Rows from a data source
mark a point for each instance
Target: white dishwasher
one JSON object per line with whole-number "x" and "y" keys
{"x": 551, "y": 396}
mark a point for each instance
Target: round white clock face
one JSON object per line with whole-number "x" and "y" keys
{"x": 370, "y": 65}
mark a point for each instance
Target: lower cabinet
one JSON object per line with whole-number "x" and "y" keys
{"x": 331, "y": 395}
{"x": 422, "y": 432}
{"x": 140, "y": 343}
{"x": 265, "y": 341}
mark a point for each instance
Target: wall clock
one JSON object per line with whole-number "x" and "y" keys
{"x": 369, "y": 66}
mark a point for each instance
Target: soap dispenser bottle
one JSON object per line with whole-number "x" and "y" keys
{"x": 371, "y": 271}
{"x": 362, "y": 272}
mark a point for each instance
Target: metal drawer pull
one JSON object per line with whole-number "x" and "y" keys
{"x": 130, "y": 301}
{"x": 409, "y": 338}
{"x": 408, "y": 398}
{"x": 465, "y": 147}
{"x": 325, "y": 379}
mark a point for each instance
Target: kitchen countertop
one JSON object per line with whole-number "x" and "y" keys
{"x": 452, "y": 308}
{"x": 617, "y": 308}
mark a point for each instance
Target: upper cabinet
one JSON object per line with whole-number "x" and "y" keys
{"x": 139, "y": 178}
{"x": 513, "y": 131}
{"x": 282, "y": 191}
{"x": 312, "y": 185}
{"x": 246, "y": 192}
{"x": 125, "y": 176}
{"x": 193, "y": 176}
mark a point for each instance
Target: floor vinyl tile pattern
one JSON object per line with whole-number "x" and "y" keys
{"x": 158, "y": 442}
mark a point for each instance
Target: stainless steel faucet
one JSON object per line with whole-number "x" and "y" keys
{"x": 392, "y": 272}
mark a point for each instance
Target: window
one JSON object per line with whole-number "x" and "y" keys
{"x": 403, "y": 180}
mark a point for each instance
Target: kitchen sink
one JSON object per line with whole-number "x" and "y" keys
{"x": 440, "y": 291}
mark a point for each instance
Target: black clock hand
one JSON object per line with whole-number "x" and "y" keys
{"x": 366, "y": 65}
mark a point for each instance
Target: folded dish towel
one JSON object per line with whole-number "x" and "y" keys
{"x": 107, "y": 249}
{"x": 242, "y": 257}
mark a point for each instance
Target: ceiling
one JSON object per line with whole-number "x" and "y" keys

■ **WHAT NEEDS TO BE DONE**
Return each line in the rows above that contains the word "kitchen".

■ **FINAL RESULT**
Target: kitchen countertop
Target: kitchen sink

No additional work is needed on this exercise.